== Given request ==
Each entry below should be reproduced character for character.
---------- Excerpted data
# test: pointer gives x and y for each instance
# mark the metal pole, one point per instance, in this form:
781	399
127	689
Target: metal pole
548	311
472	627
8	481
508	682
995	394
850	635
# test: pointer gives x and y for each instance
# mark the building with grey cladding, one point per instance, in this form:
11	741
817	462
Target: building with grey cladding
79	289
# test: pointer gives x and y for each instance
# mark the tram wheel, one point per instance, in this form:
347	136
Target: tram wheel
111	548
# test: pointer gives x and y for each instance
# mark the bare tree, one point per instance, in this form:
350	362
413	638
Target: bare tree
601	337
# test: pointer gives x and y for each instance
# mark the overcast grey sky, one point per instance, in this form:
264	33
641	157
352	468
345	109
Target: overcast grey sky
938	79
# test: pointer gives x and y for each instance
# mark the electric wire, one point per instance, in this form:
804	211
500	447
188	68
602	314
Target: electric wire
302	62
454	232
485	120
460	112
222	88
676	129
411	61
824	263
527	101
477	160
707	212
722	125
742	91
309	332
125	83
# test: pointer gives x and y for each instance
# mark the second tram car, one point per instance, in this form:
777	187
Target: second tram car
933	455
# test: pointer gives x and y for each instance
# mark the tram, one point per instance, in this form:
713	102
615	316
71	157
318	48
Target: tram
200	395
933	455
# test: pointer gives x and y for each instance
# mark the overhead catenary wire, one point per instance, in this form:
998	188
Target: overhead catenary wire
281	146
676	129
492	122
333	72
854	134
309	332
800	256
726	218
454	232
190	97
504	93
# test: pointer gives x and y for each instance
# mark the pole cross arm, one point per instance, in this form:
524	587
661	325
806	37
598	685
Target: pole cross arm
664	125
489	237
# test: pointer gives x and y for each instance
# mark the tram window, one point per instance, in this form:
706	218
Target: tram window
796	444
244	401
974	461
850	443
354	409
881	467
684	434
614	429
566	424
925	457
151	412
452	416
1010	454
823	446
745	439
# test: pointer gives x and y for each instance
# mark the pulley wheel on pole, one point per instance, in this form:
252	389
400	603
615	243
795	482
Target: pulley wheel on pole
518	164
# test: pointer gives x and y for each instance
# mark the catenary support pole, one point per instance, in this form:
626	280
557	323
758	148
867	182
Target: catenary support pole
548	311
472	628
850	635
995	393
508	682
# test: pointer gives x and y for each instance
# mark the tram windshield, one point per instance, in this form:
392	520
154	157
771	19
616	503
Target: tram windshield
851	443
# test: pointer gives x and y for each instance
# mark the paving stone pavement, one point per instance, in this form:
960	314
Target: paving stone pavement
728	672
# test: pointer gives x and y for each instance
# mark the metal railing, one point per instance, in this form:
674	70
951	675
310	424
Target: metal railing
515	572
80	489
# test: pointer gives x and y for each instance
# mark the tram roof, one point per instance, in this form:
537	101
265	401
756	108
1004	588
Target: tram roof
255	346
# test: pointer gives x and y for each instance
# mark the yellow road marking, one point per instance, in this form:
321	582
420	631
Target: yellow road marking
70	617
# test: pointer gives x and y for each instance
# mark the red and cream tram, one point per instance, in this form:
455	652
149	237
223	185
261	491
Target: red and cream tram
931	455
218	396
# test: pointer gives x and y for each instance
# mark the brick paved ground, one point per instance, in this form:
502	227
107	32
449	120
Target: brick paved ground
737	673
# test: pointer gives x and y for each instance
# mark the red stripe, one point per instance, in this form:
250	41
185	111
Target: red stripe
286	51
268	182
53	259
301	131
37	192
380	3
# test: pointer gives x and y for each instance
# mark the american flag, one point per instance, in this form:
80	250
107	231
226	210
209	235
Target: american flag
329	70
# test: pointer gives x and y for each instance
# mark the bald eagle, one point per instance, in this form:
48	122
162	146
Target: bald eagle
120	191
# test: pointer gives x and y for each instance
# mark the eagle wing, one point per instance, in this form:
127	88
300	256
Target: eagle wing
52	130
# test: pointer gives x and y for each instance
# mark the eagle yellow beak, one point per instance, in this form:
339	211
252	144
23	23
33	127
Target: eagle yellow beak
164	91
--------------------
== Exercise solution ==
# test: pointer gives x and y for each instance
# mark the metal pole, one point per instance, in this form:
781	399
127	689
Target: metal pole
548	311
472	627
8	481
508	682
995	394
850	635
# test: pointer gives x and y for each instance
# mark the building with grey cladding, one point per instance, in this form:
11	741
817	462
Target: building with grey cladding
79	289
# test: pointer gives x and y for each instance
# mark the tram wheel, one point per instance, in this form:
347	136
Target: tram wheel
111	548
# test: pointer gives x and y for each instance
# mark the bare tree, one point per instance, in this form:
350	362
413	638
Target: bare tree
601	337
# test: pointer gives x and y for each instance
# mark the overcast grey sky, one point per instance, in this form:
264	33
641	157
352	468
345	109
Target: overcast grey sky
938	79
# test: pointer gives x and y for each instance
# mark the electric wire, one point per instance, in this form:
804	211
500	447
188	68
602	314
Target: electric wire
302	62
454	232
485	120
460	112
222	88
676	129
411	61
824	263
527	101
477	160
707	212
722	125
742	91
309	332
125	83
# test: pointer gives x and y for each instance
# mark the second tram car, one point per instance, in this form:
777	187
Target: second tram car
933	455
# test: pointer gives x and y for each instance
# mark the tram, one point per instance, in this form:
713	102
615	316
71	157
318	48
Target: tram
200	395
933	455
# test: pointer gives x and y for each instance
# mark the overhead catenary wire, one point per instance, in this form:
998	188
Target: overhead catenary wire
281	146
676	129
492	122
333	72
854	134
309	332
800	256
726	218
454	232
190	97
504	93
# test: pointer gives x and y for each instance
# mark the pole cross arm, one point per instance, in this form:
524	587
661	325
806	37
598	685
Target: pole cross arm
664	125
489	237
# test: pointer gives x and y for each instance
# mark the tram window, one point per instance, in this form:
706	218
Target: tram window
796	444
244	401
974	461
850	443
354	409
881	467
684	434
614	429
566	424
925	457
151	412
452	416
1010	454
823	446
745	439
# test: pointer gives x and y for each instance
# mark the pulley wheel on pole, one point per instance, in this form:
252	389
400	603
615	243
795	482
Target: pulley wheel on pole
518	164
# test: pointer gives x and y for each instance
# mark the catenary support pole, one point per instance, in this form:
626	280
557	323
758	148
867	182
Target: catenary support pole
548	311
472	628
850	635
995	393
508	682
# test: pointer gives x and y for each instance
# mark the tram windshield, one point per instance, in this form:
392	520
154	157
771	19
616	503
Target: tram windshield
851	443
# test: pointer gives x and y for each instance
# mark the paving stone pavement, one point per instance, in this form:
960	314
Target: paving stone pavement
728	672
# test: pointer gives x and y for each instance
# mark the metal railing, one point per instance, in this form:
674	70
951	675
310	424
Target: metal railing
515	572
80	489
# test: pointer gives x and y for each instance
# mark the tram roof, one point per instance, in this form:
537	101
265	401
756	108
1004	588
Target: tram roof
255	346
# test: pointer gives x and y for each instance
# mark the yellow road marking, one point per instance, in this form:
321	582
420	631
Target: yellow road marking
70	617
# test: pointer gives x and y for each instance
# mark the red and cream tram, one point per instance, in this form:
455	652
149	237
223	185
261	491
Target: red and cream tram
931	455
218	396
# test: pointer gives x and y for each instance
# mark the brick paved ground, one point per instance, in this form:
502	227
107	32
449	120
Target: brick paved ground
737	673
# test: pointer gives x and y for each instance
# mark the red stripe, one point per instance, in this form:
250	41
185	111
Target: red stripe
286	51
268	182
53	259
301	131
37	192
380	3
# test: pointer gives x and y for each instance
# mark the american flag, one point per instance, in this form:
80	250
107	231
226	210
209	235
Target: american flag
329	70
# test: pointer gives x and y for each instance
# mark the bald eagle, one point per instance, in this form:
48	122
162	146
Target: bald eagle
120	191
# test: pointer gives x and y for each instance
# mark the eagle wing, one point per instance, in this form:
127	88
300	256
Target: eagle wing
52	130
# test: pointer gives x and y for each instance
# mark the eagle yellow beak, one point per instance, in this form:
339	211
252	144
23	23
33	127
Target: eagle yellow beak
164	91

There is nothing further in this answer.